### DATA RECORDS

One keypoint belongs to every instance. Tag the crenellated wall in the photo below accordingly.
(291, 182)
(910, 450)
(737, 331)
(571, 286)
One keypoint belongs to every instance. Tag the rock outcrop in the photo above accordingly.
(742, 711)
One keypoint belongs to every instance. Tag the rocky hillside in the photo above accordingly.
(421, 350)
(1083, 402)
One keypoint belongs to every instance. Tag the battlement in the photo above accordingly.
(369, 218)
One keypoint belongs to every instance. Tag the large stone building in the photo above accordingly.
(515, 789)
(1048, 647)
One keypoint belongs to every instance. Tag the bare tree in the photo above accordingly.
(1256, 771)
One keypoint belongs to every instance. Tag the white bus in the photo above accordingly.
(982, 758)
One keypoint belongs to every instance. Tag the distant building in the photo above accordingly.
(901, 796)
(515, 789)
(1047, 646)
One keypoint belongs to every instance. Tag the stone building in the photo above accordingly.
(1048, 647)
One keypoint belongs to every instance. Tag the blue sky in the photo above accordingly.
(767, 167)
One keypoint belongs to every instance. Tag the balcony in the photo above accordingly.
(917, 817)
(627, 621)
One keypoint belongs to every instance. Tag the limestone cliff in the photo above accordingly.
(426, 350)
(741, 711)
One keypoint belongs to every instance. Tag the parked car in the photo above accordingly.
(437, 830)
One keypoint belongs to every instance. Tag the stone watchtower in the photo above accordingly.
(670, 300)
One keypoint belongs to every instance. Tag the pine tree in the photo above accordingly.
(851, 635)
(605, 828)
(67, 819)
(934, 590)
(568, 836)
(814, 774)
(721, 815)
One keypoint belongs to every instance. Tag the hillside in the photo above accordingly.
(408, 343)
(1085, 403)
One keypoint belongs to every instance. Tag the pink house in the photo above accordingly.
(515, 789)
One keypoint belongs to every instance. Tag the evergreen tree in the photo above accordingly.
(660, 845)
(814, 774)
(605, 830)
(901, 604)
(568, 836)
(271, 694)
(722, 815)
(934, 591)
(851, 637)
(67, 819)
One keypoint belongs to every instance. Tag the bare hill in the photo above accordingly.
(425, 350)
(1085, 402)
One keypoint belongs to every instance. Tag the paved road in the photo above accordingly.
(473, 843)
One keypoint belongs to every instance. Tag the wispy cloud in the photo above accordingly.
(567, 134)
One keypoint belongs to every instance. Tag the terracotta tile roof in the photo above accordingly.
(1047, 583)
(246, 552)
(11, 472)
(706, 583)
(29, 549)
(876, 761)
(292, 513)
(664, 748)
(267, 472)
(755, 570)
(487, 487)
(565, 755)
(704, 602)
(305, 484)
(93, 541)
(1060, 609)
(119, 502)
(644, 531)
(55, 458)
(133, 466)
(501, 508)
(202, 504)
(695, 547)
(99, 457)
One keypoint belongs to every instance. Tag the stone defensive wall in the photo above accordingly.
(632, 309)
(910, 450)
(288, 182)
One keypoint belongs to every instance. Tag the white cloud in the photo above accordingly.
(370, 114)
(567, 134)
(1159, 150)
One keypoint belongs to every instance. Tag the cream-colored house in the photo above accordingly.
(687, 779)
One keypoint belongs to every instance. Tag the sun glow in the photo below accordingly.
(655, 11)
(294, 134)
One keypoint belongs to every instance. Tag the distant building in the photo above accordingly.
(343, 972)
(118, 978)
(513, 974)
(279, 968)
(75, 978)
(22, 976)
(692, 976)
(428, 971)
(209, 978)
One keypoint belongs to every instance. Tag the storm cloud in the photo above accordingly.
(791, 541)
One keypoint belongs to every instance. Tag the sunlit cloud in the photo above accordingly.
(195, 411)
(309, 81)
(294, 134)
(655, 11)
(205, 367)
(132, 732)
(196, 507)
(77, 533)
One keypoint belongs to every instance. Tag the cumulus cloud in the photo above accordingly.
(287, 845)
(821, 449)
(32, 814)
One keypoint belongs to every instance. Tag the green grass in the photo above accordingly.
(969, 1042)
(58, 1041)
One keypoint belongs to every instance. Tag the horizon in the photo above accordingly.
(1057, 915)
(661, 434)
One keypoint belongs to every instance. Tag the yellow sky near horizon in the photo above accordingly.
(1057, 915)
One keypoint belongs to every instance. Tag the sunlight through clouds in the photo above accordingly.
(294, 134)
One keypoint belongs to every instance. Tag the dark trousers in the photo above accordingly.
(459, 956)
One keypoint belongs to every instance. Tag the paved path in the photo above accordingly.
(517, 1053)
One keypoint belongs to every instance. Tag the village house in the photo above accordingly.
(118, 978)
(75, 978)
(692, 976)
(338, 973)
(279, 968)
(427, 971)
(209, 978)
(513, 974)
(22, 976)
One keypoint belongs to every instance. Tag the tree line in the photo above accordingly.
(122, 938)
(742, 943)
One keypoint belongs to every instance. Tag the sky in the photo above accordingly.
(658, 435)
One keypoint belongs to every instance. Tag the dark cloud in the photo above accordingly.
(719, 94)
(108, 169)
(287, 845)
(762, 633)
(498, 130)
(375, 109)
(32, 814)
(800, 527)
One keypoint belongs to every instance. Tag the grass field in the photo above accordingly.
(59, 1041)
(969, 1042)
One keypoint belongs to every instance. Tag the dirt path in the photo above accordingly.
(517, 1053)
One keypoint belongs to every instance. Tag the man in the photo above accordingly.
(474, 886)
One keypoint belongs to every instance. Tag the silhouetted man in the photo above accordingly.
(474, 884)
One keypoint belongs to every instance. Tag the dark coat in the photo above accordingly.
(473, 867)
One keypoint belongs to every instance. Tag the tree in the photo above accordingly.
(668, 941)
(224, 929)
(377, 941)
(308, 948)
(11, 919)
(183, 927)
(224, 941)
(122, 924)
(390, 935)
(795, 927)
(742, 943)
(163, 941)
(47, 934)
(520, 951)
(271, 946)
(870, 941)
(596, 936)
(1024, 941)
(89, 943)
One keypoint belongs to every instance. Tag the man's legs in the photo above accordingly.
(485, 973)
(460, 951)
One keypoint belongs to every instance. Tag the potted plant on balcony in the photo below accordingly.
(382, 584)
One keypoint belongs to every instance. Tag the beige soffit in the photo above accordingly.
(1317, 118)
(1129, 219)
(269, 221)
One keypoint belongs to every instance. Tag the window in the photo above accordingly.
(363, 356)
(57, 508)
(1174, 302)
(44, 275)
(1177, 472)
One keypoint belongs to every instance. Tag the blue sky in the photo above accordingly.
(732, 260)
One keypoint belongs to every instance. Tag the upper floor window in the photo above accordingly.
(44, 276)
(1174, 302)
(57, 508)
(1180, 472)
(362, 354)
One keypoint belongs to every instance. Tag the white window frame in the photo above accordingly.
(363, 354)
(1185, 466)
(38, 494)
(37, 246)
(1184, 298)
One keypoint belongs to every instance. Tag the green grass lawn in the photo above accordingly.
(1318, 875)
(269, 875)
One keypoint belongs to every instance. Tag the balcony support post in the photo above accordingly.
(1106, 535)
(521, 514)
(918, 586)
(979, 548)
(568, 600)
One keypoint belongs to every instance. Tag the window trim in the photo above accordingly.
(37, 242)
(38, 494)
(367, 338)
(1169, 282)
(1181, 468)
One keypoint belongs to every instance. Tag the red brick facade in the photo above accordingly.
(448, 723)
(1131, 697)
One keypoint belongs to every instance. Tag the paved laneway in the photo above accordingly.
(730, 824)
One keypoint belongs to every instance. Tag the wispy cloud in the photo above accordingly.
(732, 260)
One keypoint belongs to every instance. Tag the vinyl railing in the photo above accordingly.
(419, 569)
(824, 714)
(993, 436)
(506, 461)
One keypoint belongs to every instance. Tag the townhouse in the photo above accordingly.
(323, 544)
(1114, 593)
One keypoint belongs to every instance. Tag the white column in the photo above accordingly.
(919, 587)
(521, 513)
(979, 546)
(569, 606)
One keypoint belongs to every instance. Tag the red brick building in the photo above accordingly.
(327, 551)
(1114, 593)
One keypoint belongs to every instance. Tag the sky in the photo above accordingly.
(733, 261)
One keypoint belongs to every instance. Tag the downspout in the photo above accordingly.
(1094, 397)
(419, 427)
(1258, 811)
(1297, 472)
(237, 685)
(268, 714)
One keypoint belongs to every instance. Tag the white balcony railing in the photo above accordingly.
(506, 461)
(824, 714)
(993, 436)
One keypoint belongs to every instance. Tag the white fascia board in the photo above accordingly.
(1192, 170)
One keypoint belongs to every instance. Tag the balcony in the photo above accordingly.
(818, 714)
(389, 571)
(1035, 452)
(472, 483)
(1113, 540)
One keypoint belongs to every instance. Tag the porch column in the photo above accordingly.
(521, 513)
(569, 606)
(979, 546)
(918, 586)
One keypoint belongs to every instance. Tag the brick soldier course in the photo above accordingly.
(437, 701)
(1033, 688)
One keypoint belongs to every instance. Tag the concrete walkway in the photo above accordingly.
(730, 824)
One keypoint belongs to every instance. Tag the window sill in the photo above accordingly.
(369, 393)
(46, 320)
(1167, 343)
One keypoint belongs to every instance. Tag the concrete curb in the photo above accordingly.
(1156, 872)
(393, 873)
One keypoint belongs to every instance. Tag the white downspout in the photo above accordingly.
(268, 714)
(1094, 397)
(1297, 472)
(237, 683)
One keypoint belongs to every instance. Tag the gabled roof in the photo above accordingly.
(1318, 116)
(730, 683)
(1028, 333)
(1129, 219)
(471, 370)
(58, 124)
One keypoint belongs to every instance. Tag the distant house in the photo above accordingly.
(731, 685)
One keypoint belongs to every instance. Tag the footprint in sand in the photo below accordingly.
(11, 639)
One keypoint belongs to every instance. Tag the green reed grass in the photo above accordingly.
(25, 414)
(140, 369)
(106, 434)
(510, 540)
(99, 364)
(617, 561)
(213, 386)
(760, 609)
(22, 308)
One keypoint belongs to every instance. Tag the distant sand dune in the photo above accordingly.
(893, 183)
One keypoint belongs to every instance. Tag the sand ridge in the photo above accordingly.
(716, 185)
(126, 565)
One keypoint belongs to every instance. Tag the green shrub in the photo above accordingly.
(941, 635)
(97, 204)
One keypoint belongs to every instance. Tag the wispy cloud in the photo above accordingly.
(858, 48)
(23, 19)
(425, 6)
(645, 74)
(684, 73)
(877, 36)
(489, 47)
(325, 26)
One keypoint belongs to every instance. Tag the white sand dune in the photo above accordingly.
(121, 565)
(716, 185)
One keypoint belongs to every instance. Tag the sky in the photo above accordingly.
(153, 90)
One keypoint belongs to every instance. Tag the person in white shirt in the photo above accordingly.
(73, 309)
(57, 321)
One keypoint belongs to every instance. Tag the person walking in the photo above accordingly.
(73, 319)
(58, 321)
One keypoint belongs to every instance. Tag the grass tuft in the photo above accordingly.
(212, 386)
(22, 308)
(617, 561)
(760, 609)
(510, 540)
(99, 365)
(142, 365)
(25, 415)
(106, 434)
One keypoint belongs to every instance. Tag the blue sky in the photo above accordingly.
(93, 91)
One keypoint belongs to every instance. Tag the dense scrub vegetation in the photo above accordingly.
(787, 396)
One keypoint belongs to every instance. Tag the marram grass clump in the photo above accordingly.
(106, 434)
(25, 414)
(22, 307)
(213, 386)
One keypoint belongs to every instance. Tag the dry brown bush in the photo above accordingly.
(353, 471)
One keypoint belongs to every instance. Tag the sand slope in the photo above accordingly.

### ASSIGNMENT
Everything from the line that has "One keypoint belongs to every instance. Tag the dense" to the final line above should be retyped exactly, and nothing else.

### ANSWER FOR THE TASK
One keypoint belongs to every instance. Tag the dense scrub vegetation in the photo above accordingly.
(787, 396)
One keypoint belongs to every instance. Tag the marram grass clump in the photo above accordingly.
(106, 434)
(25, 414)
(22, 307)
(213, 386)
One keypoint belongs to every instance. Tag the dry brown bush in the photo above accordingly.
(353, 471)
One keypoint belongs to every instance. Tag the sand slope in the photo above accordingly.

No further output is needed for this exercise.